Stated exercise >>
Reproduce the stretch of the records from the start through the line containing "58, 555, 547, 853", replacing every "detectRegion" with "findRegion" and keeping all else the same. Omit the pictures from your answer.

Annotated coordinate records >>
begin

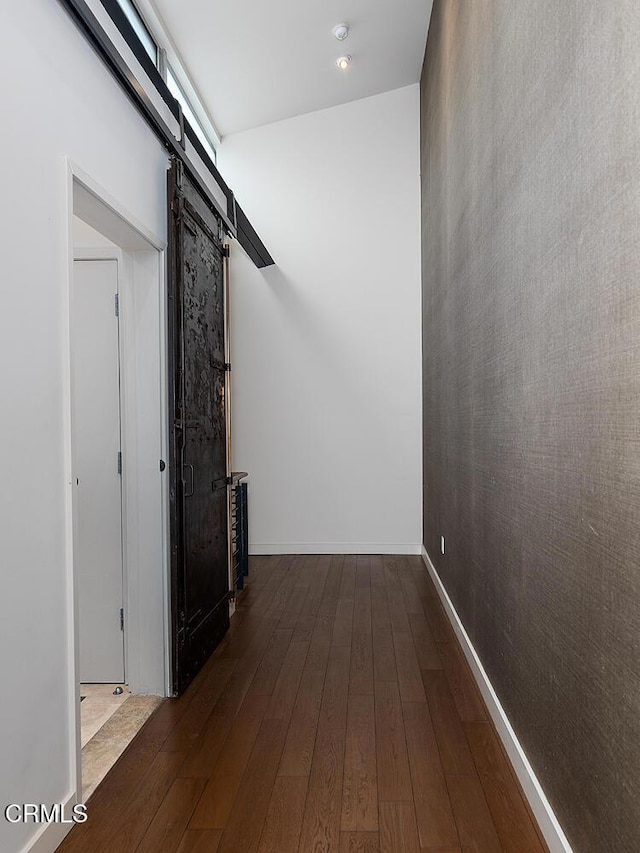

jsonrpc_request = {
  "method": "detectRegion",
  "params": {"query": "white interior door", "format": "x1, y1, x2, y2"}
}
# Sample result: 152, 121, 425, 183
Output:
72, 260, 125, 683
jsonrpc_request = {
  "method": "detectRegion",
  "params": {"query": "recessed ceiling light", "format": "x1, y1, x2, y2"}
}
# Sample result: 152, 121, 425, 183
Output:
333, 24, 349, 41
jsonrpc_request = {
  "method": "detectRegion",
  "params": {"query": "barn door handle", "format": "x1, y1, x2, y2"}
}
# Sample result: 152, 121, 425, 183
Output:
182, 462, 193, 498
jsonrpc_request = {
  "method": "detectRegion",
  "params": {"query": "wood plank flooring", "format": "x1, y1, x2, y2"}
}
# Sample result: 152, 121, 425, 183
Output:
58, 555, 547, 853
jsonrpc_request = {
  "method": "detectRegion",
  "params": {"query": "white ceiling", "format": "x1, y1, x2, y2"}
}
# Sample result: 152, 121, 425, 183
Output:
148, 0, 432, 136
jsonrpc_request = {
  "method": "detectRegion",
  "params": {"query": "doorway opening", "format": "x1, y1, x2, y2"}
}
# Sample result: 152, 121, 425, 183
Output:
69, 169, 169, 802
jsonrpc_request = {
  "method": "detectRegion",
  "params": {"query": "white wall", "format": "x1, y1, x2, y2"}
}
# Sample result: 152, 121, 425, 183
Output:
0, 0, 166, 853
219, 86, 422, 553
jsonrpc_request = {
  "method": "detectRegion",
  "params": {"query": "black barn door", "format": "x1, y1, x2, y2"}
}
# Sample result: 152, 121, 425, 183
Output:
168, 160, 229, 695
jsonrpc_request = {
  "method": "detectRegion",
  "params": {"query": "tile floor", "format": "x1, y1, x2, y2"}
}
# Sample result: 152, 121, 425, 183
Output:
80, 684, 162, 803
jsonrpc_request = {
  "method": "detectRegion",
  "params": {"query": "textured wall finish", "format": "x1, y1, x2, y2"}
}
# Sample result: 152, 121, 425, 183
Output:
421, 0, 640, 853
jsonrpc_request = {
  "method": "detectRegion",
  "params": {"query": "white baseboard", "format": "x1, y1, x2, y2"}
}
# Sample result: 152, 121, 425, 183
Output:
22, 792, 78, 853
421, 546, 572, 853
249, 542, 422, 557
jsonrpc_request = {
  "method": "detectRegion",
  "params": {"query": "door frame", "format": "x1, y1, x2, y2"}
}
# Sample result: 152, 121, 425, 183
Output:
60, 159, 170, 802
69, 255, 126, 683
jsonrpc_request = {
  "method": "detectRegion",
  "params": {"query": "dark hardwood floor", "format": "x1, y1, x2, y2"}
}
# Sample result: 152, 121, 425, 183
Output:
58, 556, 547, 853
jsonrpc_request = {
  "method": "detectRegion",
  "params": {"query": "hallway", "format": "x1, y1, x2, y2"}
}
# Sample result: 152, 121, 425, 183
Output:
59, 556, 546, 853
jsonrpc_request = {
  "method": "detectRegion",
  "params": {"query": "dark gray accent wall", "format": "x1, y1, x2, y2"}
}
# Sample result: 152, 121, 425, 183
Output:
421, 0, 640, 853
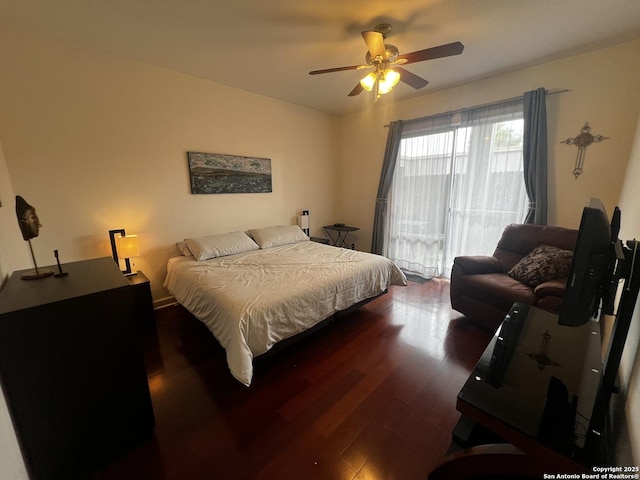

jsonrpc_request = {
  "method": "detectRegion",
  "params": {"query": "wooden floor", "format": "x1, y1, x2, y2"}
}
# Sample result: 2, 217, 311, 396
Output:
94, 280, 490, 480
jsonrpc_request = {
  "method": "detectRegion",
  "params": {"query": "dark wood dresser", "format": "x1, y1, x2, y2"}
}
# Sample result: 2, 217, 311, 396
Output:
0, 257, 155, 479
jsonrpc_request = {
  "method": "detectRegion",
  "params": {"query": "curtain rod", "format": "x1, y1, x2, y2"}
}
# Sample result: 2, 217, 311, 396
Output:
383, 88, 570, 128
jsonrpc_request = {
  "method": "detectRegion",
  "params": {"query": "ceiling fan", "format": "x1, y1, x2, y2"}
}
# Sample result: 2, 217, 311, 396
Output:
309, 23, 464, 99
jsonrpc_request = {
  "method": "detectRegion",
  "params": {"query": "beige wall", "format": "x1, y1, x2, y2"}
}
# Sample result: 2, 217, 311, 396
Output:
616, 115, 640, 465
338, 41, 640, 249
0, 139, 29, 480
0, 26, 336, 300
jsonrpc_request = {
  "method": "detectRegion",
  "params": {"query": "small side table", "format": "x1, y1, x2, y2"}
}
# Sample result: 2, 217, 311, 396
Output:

end

Result >>
jsonrpc_request = {
  "method": "findRegion",
  "params": {"query": "white interior door", "format": "x1, y1, x2, y2"}
}
# Sample result: 152, 121, 425, 183
Output:
72, 260, 125, 683
jsonrpc_request = {
  "method": "findRegion",
  "params": {"query": "recessed ceiling light", "format": "x1, y1, x2, y2"}
}
# Sample result: 152, 121, 425, 183
Output:
333, 24, 349, 41
jsonrpc_request = {
  "method": "findRegion",
  "params": {"query": "barn door handle", "format": "x1, y1, x2, y2"}
}
# Sample result: 152, 121, 425, 183
Output:
182, 462, 193, 498
jsonrpc_request = {
  "method": "findRegion",
  "params": {"query": "wood plank flooring", "format": "x1, y1, x2, y2"}
}
# Sample result: 152, 121, 425, 183
Output:
58, 555, 547, 853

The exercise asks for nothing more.